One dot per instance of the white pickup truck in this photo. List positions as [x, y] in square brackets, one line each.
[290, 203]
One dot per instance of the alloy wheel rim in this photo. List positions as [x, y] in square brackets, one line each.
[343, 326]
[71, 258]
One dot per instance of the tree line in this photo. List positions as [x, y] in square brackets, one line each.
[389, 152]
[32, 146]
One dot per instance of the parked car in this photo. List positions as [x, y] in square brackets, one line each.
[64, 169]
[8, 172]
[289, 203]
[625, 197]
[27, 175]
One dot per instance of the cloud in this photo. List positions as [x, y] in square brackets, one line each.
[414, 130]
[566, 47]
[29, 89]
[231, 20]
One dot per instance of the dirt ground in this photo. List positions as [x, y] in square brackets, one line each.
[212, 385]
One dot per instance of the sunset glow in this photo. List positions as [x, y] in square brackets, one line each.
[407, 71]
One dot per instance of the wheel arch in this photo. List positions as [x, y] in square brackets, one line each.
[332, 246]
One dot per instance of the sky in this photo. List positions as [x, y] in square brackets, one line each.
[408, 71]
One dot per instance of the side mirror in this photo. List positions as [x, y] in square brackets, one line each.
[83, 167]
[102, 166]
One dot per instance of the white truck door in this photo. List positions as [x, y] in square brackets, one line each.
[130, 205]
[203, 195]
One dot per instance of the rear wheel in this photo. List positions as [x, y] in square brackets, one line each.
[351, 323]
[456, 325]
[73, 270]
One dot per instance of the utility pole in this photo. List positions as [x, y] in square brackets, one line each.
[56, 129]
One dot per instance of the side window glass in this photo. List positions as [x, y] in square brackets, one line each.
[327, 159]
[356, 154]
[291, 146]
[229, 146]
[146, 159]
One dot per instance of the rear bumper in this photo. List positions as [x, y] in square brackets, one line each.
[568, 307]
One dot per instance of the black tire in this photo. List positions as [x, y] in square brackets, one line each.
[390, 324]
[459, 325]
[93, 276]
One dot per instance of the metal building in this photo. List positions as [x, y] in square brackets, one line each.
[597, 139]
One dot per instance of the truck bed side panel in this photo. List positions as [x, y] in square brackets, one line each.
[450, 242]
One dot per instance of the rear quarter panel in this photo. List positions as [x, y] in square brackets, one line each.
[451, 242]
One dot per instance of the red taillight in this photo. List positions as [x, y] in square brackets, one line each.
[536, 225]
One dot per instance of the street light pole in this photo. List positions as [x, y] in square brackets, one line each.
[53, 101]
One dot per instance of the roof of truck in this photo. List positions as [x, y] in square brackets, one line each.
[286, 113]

→ Task item
Each line in the listing needs to be copied exactly.

→ Response to this exercise
One dot per instance of the white pickup truck in this photo. List positions as [x, y] in square brackets, one line each.
[290, 203]
One dot per instance of the alloy wheel rim in this photo. List positions as [x, y] in square brackets, one line each.
[343, 326]
[71, 258]
One dot per instance of the tree line in this photo. List positions as [x, y] in square brackets, one line each.
[389, 152]
[32, 146]
One dot per instance of the parked car in this photo. List positions as [x, y] in square brackets, one line each.
[64, 169]
[8, 172]
[289, 203]
[625, 197]
[27, 175]
One dot per instance of the cloud in this photo. List positions as [x, y] in square brackets, one line each.
[414, 130]
[566, 47]
[29, 89]
[231, 20]
One dot per instance of the dirt ground in this photo. List positions as [x, y] in square brackets, one line each.
[212, 385]
One dot per instance of the sunset glow in this photo. List positions as [x, y] in square brackets, one line each.
[407, 71]
One dot per instance of the wheel arch in this photo. List positions as [x, y] in square brackets, one line each.
[332, 246]
One dot per instance of the sky in this photo. List positions as [x, y] in square brackets, one line each.
[408, 71]
One dot per instance of the side mirror in this photo. List positions as [x, y] in square brackets, one line each.
[83, 167]
[102, 166]
One dot per instance of the white truck door in this photo. List positions as [x, y] in square brackets, one line each.
[130, 205]
[203, 195]
One dot per instance of the rear wheel in this photo. List positions as [x, y] in square brackets, one line each.
[351, 323]
[456, 325]
[73, 270]
One dot per instance of the utility pole in this photo. List positions as [x, y] in square brackets, one line each.
[56, 129]
One dot per instance of the side window glass in this photo. List positions as [x, y] in square brackets, one line each.
[327, 159]
[356, 154]
[291, 146]
[229, 146]
[146, 159]
One dot per instance of the rear bumper in this photo. List positions as [x, y] in square brackets, one line each.
[568, 307]
One dot per instance of the black tire in this photo. List positions as [x, y] in square brackets, one line each.
[390, 324]
[459, 325]
[93, 276]
One dot per instance of the metal building in this photo. List positions as [x, y] in square brackets, one line each.
[597, 139]
One dot per instance of the truck bed side panel in this photo. List positions as [x, y] in square brackets, one line each.
[450, 242]
One dot per instance of the rear quarter panel in this photo. List positions as [x, y] in square brackets, one line each.
[451, 242]
One dot per instance of the red taillight in this photo. List positions as [x, y] in square brackets, one line each.
[536, 225]
One dot per instance of the street light pole in this photo. List positions as [x, y] in square brackets, one line each.
[53, 101]
One dot per instance of the roof of truck in this photo. List positions as [x, y] in square brackets, one line each.
[286, 113]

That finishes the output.